■ Selected passage
/---
Louis Albrecht Kahlenberg (20 January 1870 – 18 March 1941) was an American chemist known for his contributions in the field of electrochemistry; in particular, ionic compounds, electrolytic disassociation of salts and pharmaceutical chemistry. He served as a professor at the University of Wisconsin.

== Early life and education ==
Kahlenberg was born in Two Rivers, Wisconsin, the son of German immigrants Albert Kahlenberg and Bertha Kahlenberg (née Albrecht). He attended the local Lutheran school, the Two Rivers High School, before training at the Oshkosh Normal School to become a teacher. He then attended the Milwaukee Normal School, before receiving a Bachelor of Science degree from the University of Wisconsin in 1892 and a Master of Science degree the following year. He then went on to study under Wilhelm Ostwald at the University of Leipzig, receiving a Ph.D. in 1895 for his work on the solubility of copper and lead tartarates.

Kahlenberg returned to the US and became an instructor in physical chemistry and later moved to the pharmacy school. He became a full professor in 1901. During World War I, he was opposed to the American involvement leading to his demotion in the chemistry department from the position of head in 1919. He was considered a great teacher. In 1930, he was elected head of the American Electrochemical Society.

== Personal life ==
Kahlenberg married Lillan Belle Heald in 1896 and they had three children, including Herman who also studied chemistry under his father and began the Kahlenberg Laboratories where he produced a suturing material called "Equisetene".

== Inventions ==
Kahlenberg is credited with the inventing and developing Equisetene suture thread.
\---
■ Given entries
/---
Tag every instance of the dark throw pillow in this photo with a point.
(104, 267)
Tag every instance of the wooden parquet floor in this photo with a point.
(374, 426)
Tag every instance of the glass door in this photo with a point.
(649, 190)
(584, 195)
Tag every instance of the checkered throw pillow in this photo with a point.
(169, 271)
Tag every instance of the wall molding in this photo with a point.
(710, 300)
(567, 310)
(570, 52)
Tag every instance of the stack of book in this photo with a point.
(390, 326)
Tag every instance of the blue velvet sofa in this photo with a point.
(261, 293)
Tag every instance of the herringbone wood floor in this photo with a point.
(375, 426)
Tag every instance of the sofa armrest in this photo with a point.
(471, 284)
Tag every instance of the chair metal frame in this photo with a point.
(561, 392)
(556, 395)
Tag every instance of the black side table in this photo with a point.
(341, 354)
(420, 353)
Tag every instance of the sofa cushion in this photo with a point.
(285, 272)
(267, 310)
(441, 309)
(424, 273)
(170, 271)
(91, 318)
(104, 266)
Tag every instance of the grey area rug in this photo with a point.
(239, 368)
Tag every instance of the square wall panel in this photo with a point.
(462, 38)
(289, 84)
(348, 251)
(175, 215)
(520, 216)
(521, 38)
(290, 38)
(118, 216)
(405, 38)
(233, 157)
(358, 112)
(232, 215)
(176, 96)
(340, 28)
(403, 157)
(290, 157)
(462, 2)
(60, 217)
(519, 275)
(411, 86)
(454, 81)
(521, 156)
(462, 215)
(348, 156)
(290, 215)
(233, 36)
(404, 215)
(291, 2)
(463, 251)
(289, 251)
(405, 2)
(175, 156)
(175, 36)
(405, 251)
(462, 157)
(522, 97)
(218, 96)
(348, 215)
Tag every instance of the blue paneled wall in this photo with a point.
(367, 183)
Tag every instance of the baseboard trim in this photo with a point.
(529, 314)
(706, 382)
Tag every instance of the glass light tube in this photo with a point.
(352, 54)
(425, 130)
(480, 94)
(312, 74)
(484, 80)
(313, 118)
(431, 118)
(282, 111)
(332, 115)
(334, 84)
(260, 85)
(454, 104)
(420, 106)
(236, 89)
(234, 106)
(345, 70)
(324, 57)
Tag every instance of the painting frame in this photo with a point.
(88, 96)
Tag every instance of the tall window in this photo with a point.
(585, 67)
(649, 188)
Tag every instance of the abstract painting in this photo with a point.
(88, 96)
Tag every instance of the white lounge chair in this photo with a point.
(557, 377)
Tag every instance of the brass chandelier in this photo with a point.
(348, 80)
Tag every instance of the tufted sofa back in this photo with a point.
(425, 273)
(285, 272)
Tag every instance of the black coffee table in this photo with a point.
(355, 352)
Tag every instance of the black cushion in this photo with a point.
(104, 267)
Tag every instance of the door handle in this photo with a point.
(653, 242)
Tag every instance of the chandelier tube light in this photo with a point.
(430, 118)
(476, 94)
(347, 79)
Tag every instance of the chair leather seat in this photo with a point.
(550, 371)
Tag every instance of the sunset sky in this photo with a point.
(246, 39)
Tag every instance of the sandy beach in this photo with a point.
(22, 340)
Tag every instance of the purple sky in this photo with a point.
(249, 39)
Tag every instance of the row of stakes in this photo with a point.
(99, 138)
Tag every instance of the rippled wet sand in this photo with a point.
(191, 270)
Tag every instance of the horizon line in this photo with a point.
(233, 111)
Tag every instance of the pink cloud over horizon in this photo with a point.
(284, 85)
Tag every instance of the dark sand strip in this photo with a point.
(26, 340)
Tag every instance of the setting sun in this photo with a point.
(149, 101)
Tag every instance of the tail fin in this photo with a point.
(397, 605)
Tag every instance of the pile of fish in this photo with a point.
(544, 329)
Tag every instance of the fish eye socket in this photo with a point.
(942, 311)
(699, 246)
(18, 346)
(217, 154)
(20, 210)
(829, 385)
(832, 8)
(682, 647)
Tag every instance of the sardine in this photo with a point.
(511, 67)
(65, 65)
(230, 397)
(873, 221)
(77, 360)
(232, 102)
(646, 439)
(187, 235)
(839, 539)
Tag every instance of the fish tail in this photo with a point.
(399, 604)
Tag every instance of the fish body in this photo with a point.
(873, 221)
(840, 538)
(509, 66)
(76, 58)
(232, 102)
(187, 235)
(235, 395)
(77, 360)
\---
■ What to work on
A - Answer these questions from the biography of Louis Kahlenberg above:
(i) In what town was Kahlenberg born?
(ii) Under whom did he study at the University of Leipzig?
(iii) Of what organization was he elected head in 1930?
B - Using the Kahlenberg biography above, explain why he was demoted from head of the chemistry department in 1919.

■ Solutions per task
A -
(i) Two Rivers, Wisconsin
(ii) Wilhelm Ostwald
(iii) The American Electrochemical Society

B - During World War I, Kahlenberg opposed American involvement. That opposition led to his demotion from head of the chemistry department in 1919.